= Extracted entries =
[Start of section]

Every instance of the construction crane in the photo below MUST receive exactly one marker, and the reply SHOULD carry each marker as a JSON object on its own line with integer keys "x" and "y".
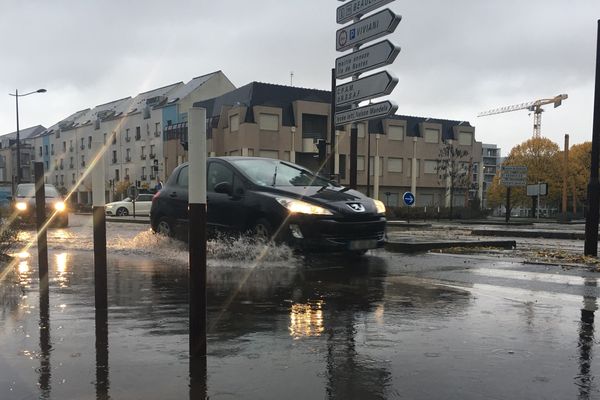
{"x": 532, "y": 106}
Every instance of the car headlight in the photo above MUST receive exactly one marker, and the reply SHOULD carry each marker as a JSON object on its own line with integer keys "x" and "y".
{"x": 379, "y": 206}
{"x": 59, "y": 206}
{"x": 302, "y": 207}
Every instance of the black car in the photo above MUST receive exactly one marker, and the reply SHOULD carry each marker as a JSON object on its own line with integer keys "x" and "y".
{"x": 274, "y": 199}
{"x": 24, "y": 204}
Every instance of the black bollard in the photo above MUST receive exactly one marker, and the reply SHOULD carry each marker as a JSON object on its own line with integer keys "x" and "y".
{"x": 40, "y": 222}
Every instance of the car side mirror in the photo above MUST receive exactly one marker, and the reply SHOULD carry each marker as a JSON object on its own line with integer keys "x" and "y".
{"x": 224, "y": 187}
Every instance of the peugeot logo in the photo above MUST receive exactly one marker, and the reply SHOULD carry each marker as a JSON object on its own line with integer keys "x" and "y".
{"x": 356, "y": 207}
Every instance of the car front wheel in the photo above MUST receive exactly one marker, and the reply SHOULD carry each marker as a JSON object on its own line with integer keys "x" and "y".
{"x": 165, "y": 227}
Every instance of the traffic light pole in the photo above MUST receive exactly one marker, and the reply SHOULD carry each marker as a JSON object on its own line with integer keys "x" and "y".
{"x": 591, "y": 222}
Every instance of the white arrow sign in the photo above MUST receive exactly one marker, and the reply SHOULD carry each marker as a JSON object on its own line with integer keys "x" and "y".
{"x": 377, "y": 110}
{"x": 358, "y": 8}
{"x": 367, "y": 29}
{"x": 376, "y": 85}
{"x": 367, "y": 59}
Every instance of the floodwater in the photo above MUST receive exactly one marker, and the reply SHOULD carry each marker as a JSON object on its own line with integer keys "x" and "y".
{"x": 282, "y": 326}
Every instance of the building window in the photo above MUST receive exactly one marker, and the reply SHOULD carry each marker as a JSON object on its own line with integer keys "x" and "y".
{"x": 430, "y": 167}
{"x": 372, "y": 166}
{"x": 360, "y": 163}
{"x": 362, "y": 130}
{"x": 409, "y": 172}
{"x": 395, "y": 132}
{"x": 268, "y": 122}
{"x": 432, "y": 136}
{"x": 394, "y": 164}
{"x": 465, "y": 138}
{"x": 234, "y": 123}
{"x": 269, "y": 154}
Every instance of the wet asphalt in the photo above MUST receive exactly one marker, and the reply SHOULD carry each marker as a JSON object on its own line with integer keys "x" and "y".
{"x": 285, "y": 326}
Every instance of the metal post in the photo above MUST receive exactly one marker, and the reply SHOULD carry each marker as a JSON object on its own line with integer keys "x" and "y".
{"x": 332, "y": 127}
{"x": 368, "y": 136}
{"x": 18, "y": 139}
{"x": 565, "y": 178}
{"x": 99, "y": 227}
{"x": 507, "y": 204}
{"x": 353, "y": 155}
{"x": 197, "y": 231}
{"x": 40, "y": 211}
{"x": 591, "y": 222}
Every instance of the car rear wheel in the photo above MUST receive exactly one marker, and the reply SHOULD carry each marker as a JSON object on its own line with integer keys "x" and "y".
{"x": 262, "y": 229}
{"x": 165, "y": 227}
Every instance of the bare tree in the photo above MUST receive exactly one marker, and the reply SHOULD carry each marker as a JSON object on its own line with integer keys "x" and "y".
{"x": 453, "y": 168}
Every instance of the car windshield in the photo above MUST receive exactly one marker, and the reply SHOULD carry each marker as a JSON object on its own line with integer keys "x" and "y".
{"x": 266, "y": 172}
{"x": 28, "y": 190}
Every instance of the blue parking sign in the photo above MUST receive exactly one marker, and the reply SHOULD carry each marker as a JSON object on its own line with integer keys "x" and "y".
{"x": 409, "y": 198}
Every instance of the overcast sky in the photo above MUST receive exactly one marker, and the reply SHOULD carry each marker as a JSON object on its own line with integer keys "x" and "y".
{"x": 458, "y": 57}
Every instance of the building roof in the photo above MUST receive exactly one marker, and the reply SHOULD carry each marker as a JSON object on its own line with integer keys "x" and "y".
{"x": 264, "y": 94}
{"x": 270, "y": 95}
{"x": 26, "y": 133}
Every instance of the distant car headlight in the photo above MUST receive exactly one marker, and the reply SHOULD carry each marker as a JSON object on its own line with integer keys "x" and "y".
{"x": 379, "y": 206}
{"x": 302, "y": 207}
{"x": 59, "y": 206}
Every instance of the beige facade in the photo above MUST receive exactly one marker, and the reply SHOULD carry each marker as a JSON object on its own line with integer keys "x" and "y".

[End of section]

Where the material contains pictures, leave them out and copy the rest verbatim.

= Solution for this task =
Every instance of the construction crane in the photo below MUST receive exactly one marker, and the reply SHOULD carry each marker as a JSON object on its own line with integer keys "x" and "y".
{"x": 532, "y": 106}
Every instance of the car headlight in the photo above MUST receive exactly one marker, and the reply SHOULD carry each marker as a JSON object on its own line with integer keys "x" and "y".
{"x": 379, "y": 206}
{"x": 59, "y": 206}
{"x": 302, "y": 207}
Every instance of the black car in the photo above MUST receive exactly one marker, and the reply SHOULD carry each marker as a JSON object on its own line with integer keys "x" and "y".
{"x": 274, "y": 199}
{"x": 24, "y": 204}
Every instance of the black bollard in the photo above MUST receive exactly one marker, and the reply SHOULD carry each marker as a JSON object on its own line with integer keys "x" and "y".
{"x": 40, "y": 222}
Every instance of the car side mirror in the photo above MUST receive exactly one marker, and the reply SHOULD carry each marker as a JSON object on its own line with integer keys "x" and "y".
{"x": 224, "y": 187}
Every instance of the peugeot logo in the photo above MUST receive exactly one marker, and the reply SHOULD carry each marker as a JSON object on its own line with integer keys "x" and "y".
{"x": 356, "y": 207}
Every instance of the car front wheel in the photo above MUST receive exactly one marker, and the reply SHOULD carry each marker as a JSON object on its own line with integer keys "x" and "y".
{"x": 165, "y": 227}
Every instance of the traffic light pole in the photo above MUST receive exactly one marker, and the reply SHOULD carry each marker as a JSON object on its own line with integer keys "x" and "y".
{"x": 591, "y": 222}
Every instance of the white arrow sign in the photo above MUST receive exactly one marker, and the reply SHOULD carry each marker as a JSON object on its own line with integer keys "x" and "y".
{"x": 377, "y": 110}
{"x": 358, "y": 8}
{"x": 367, "y": 29}
{"x": 376, "y": 85}
{"x": 367, "y": 59}
Every instance of the floodwater in the photo above MUST receive exactly one marker, and the reply SHOULD carry each marker as a JSON object on its own line with integer keys "x" and "y".
{"x": 282, "y": 326}
Every instance of the building window in the photo above MUST receive exactly one marker, and the reply SHOULD carry each marker as a JSON object on its own line with integer keys "x" and "y".
{"x": 430, "y": 167}
{"x": 372, "y": 166}
{"x": 360, "y": 163}
{"x": 362, "y": 130}
{"x": 409, "y": 172}
{"x": 395, "y": 132}
{"x": 268, "y": 122}
{"x": 432, "y": 136}
{"x": 394, "y": 164}
{"x": 465, "y": 138}
{"x": 234, "y": 123}
{"x": 269, "y": 154}
Every instance of the wet asphalt in the photo above MUST receive exactly one marker, and the reply SHOULD carry each marker as a JSON object on its own line with integer keys "x" and "y".
{"x": 285, "y": 326}
Every instance of the metal post in the photo above MUST receive exactly one marker, and the reply SHOULD carry each marker as a JSON object on its own line with integer keys "x" and "y".
{"x": 332, "y": 127}
{"x": 368, "y": 136}
{"x": 18, "y": 139}
{"x": 565, "y": 178}
{"x": 99, "y": 227}
{"x": 507, "y": 204}
{"x": 353, "y": 155}
{"x": 197, "y": 231}
{"x": 40, "y": 211}
{"x": 591, "y": 222}
Every instance of the car rear wheel in the photo above MUST receive exactly one marker, and the reply SHOULD carry each marker as a JSON object on its own line with integer keys "x" and "y".
{"x": 262, "y": 229}
{"x": 165, "y": 227}
Every instance of the bare tree in the photo above MUST receive exactly one marker, and the reply SHOULD carry each marker as a JSON object on its own line with integer keys "x" and "y".
{"x": 453, "y": 168}
Every instance of the car windshield in the photo above MUST receive exactly one marker, and the reply SHOULD carry each marker as a JSON object on its own line with integer keys "x" and "y".
{"x": 266, "y": 172}
{"x": 28, "y": 190}
Every instance of the blue parking sign in the photo above MUST receive exactly one marker, and the reply SHOULD carry each marker as a JSON object on its own line with integer keys "x" and "y".
{"x": 409, "y": 198}
Every instance of the overcast sky in the photo above MUST receive exactly one marker, and the reply SHOULD carry each marker as a JSON object on its own line with integer keys "x" and "y".
{"x": 458, "y": 57}
Every instance of the building roof in the photo above MUST receive exactly one marker, and the reply SHOULD carry each marker as a JSON object on its own line with integer keys "x" and "y".
{"x": 264, "y": 94}
{"x": 270, "y": 95}
{"x": 26, "y": 133}
Every instance of the distant car headlight in the photo above MUST receive exactly one marker, and the reply SHOULD carry each marker as a JSON object on its own line with integer keys "x" and "y".
{"x": 379, "y": 206}
{"x": 302, "y": 207}
{"x": 59, "y": 206}
Every instance of the beige facade in the photo above MUST receive exactly one marker, and the reply SHOULD carry each marker as a JSON object on its own line with integer keys "x" and "y".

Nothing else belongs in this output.